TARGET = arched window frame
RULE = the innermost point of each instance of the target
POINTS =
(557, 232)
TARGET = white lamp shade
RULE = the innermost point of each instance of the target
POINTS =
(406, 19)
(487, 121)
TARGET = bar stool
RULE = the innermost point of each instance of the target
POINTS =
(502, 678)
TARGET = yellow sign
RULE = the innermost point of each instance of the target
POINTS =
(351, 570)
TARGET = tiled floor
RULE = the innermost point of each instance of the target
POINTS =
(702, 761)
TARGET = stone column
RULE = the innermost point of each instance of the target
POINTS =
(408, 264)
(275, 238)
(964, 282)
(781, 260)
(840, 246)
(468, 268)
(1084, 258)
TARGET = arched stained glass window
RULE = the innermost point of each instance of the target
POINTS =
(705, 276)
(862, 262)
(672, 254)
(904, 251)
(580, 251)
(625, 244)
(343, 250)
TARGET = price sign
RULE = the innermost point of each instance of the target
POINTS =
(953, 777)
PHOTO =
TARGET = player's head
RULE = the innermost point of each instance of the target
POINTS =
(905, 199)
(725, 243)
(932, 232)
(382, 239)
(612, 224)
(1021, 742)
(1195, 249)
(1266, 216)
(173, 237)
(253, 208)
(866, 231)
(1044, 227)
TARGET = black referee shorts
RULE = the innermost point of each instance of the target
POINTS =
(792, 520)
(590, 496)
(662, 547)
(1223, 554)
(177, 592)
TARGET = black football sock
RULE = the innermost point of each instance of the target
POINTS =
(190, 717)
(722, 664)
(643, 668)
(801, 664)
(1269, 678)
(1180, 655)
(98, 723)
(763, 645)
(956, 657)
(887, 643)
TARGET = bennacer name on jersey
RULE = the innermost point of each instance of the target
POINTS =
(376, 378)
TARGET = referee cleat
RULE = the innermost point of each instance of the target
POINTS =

####################

### Задание
Представьте в виде списка JSON строки от той, что содержит «TARGET = price sign», до последней строки включительно. Каждой строке должно соответствовать отдельное строковое значение, пустые строки пропустите.

### Правильный ответ
[
  "TARGET = price sign",
  "RULE = the innermost point of each instance of the target",
  "POINTS =",
  "(953, 777)",
  "PHOTO =",
  "TARGET = player's head",
  "RULE = the innermost point of each instance of the target",
  "POINTS =",
  "(905, 199)",
  "(725, 243)",
  "(932, 232)",
  "(382, 239)",
  "(612, 224)",
  "(1021, 742)",
  "(1195, 249)",
  "(1266, 216)",
  "(173, 237)",
  "(253, 208)",
  "(866, 231)",
  "(1044, 227)",
  "TARGET = black referee shorts",
  "RULE = the innermost point of each instance of the target",
  "POINTS =",
  "(792, 520)",
  "(590, 496)",
  "(662, 547)",
  "(1223, 554)",
  "(177, 592)",
  "TARGET = black football sock",
  "RULE = the innermost point of each instance of the target",
  "POINTS =",
  "(190, 717)",
  "(722, 664)",
  "(643, 668)",
  "(801, 664)",
  "(1269, 678)",
  "(1180, 655)",
  "(98, 723)",
  "(763, 645)",
  "(956, 657)",
  "(887, 643)",
  "TARGET = bennacer name on jersey",
  "RULE = the innermost point of each instance of the target",
  "POINTS =",
  "(376, 378)",
  "TARGET = referee cleat",
  "RULE = the innermost point of each instance of the target",
  "POINTS ="
]